Listed records -

────────────────

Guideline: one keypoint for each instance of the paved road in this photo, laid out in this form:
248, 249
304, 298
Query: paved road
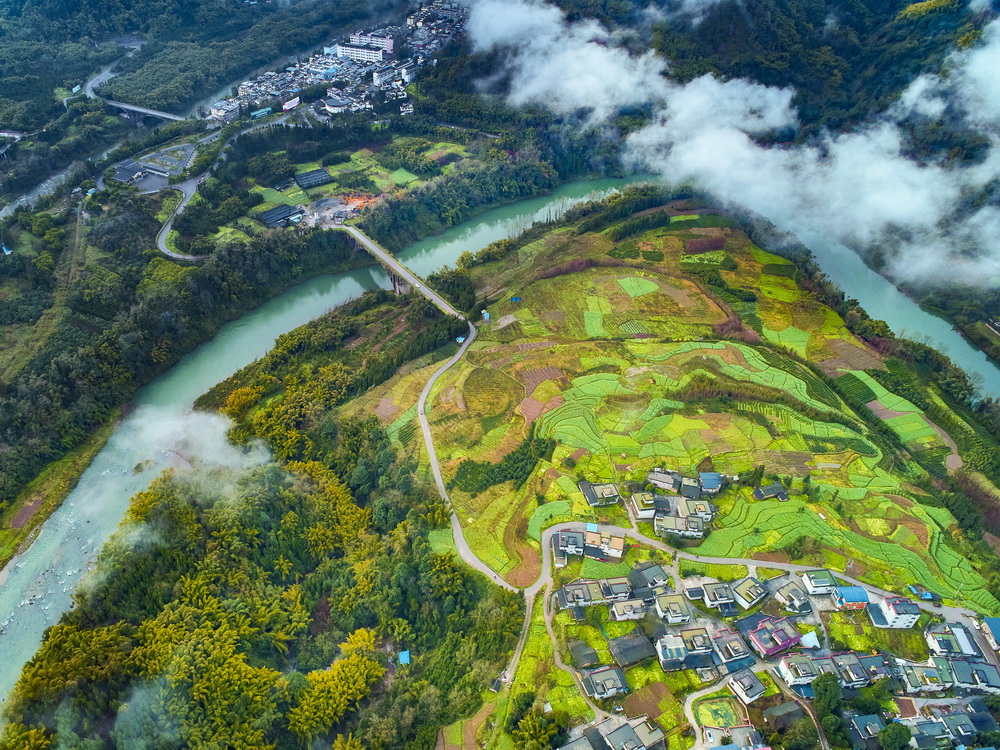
403, 272
187, 190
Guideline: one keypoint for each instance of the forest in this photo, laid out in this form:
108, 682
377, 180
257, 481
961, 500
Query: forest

────────────────

Exercise objective - Reproduce the material above line for line, leaving out the pictures.

The answer -
Guideline: one keypoint for each instance of the paved road in this photo, laid out in this form:
248, 249
304, 298
Query: paved road
403, 272
187, 190
Guideline: one keypoint for each instance of the forest in this photo, laid out in this form:
108, 682
377, 180
257, 481
961, 500
Query: forest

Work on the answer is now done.